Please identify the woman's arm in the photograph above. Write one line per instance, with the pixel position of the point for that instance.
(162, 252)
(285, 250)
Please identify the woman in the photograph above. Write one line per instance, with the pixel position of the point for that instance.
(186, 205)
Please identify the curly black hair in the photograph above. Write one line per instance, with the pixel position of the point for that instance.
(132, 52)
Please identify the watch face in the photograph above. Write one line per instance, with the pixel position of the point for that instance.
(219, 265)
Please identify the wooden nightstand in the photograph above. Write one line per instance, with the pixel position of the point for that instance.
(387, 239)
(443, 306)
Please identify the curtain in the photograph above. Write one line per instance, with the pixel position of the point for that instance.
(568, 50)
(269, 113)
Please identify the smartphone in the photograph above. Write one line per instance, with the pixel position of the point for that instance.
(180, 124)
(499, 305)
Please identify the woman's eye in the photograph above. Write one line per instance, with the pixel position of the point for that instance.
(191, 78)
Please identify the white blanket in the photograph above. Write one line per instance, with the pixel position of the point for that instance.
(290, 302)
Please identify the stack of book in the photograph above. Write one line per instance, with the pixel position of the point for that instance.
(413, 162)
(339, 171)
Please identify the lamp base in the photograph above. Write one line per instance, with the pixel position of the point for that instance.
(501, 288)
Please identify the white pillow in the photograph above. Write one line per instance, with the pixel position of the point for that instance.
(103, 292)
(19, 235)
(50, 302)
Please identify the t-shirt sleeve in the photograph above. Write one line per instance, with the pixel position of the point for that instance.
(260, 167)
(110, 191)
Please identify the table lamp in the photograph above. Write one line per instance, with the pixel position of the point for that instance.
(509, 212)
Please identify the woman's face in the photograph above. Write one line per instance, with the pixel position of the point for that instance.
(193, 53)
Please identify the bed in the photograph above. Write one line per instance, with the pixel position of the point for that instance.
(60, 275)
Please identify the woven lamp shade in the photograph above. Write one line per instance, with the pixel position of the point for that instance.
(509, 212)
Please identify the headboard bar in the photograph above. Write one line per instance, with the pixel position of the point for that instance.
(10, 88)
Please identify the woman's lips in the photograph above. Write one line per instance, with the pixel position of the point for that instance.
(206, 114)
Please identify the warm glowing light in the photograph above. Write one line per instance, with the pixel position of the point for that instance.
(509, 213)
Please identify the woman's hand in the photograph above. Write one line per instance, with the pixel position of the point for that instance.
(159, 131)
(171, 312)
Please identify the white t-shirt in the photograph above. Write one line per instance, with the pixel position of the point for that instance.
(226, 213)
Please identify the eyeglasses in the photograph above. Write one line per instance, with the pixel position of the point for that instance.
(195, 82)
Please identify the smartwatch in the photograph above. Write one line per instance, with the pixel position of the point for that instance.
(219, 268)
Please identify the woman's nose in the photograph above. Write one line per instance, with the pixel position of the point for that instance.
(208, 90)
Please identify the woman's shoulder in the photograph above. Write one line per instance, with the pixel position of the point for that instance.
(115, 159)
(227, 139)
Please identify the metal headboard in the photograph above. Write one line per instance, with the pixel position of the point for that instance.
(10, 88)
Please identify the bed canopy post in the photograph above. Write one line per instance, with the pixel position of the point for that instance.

EXERCISE REQUIREMENTS: Output every line of the data above as a Markdown table with two columns, Row and Line. Number the rows in order and leave out any blank lines.

TASK RESPONSE:
| Row | Line |
|---|---|
| 1 | Please identify the woman's arm in the photograph above. Write one line per instance, with the pixel position of the point for that instance. |
| 2 | (162, 252) |
| 3 | (285, 250) |
| 4 | Please identify the woman in the photograph above. Write one line per instance, with the pixel position of the point for that instance. |
| 5 | (186, 205) |
| 6 | Please identify the curly black hair in the photograph above. Write one line per instance, with the pixel position of the point for that instance. |
| 7 | (132, 52) |
| 8 | Please identify the watch face in the photograph above. Write one line per instance, with the pixel position of the point for that instance. |
| 9 | (219, 265) |
| 10 | Please identify the wooden nightstand in the photograph above. Write one line per instance, with the pixel position of the point for that instance. |
| 11 | (387, 239) |
| 12 | (443, 306) |
| 13 | Please identify the curtain in the photograph above. Write one line per instance, with the pixel position of the point for that instance. |
| 14 | (568, 50) |
| 15 | (269, 113) |
| 16 | Please identify the smartphone in the photograph above. Write one line per instance, with the pixel position of the point for that instance. |
| 17 | (180, 124) |
| 18 | (499, 305) |
| 19 | Please identify the woman's eye in the photograph above. Write one line per instance, with the pixel position of the point for that instance. |
| 20 | (191, 78) |
| 21 | Please identify the white blanket in the photograph above. Write one line per instance, with the pixel position of the point for that instance. |
| 22 | (290, 302) |
| 23 | Please identify the stack of book in the photograph above. Write one line per instance, with the pixel position of the point for that instance. |
| 24 | (413, 162) |
| 25 | (339, 171) |
| 26 | Please identify the lamp base in the photograph above. Write one line per instance, with the pixel position of the point for that instance. |
| 27 | (501, 288) |
| 28 | Please identify the white pillow in the photograph above. Write one line per instance, with the pixel position of the point for that instance. |
| 29 | (103, 292) |
| 30 | (19, 235) |
| 31 | (50, 302) |
| 32 | Please identify the t-shirt sleeve in the photograph above. Write one line per instance, with the pixel position of the point for that instance. |
| 33 | (260, 167) |
| 34 | (110, 191) |
| 35 | Please identify the table lamp in the photograph above. Write one line per instance, with the pixel position of the point for that instance. |
| 36 | (509, 212) |
| 37 | Please identify the woman's face in the photograph above. Write one line per instance, with the pixel position of the point for that instance. |
| 38 | (193, 53) |
| 39 | Please identify the bed in the photograph above. Write one line per instance, with the pixel position of the point for that instance. |
| 40 | (60, 275) |
| 41 | Please identify the woven lamp shade in the photograph above. Write one line per instance, with the pixel position of the point for that instance. |
| 42 | (509, 212) |
| 43 | Please identify the headboard bar in the photograph above. Write one line per instance, with the pixel position of the point for that instance. |
| 44 | (10, 88) |
| 45 | Please identify the woman's lips in the photograph above. Write one line per instance, with the pixel position of the point for that instance. |
| 46 | (206, 114) |
| 47 | Please identify the warm glowing light in the photograph above. Write one line per instance, with the pixel position of the point for that instance. |
| 48 | (509, 213) |
| 49 | Please identify the woman's hand in the photograph above. Write one line per instance, with the pixel position of the point for that instance. |
| 50 | (159, 131) |
| 51 | (171, 312) |
| 52 | Please identify the white t-shirt in the photograph above. Write one line per instance, with the pixel position of the point for that instance. |
| 53 | (226, 213) |
| 54 | Please identify the eyeglasses in the photograph above. Write one line per instance, with the pixel position of the point for that instance. |
| 55 | (195, 82) |
| 56 | Please identify the smartwatch in the photograph above. Write one line per instance, with the pixel position of the point for that instance. |
| 57 | (219, 268) |
| 58 | Please identify the woman's nose in the photograph above. Write one line per instance, with the pixel position of the point for that instance. |
| 59 | (208, 90) |
| 60 | Please identify the woman's shoulder in the photograph above. Write one line per instance, with the pixel position of the point for that instance. |
| 61 | (115, 159) |
| 62 | (227, 139) |
| 63 | Please identify the metal headboard in the photograph above. Write one line per instance, with the pixel position of the point for that instance. |
| 64 | (10, 88) |
| 65 | Please identify the bed canopy post in the photograph above. Write one line per instance, with the pixel position of the point for that instance. |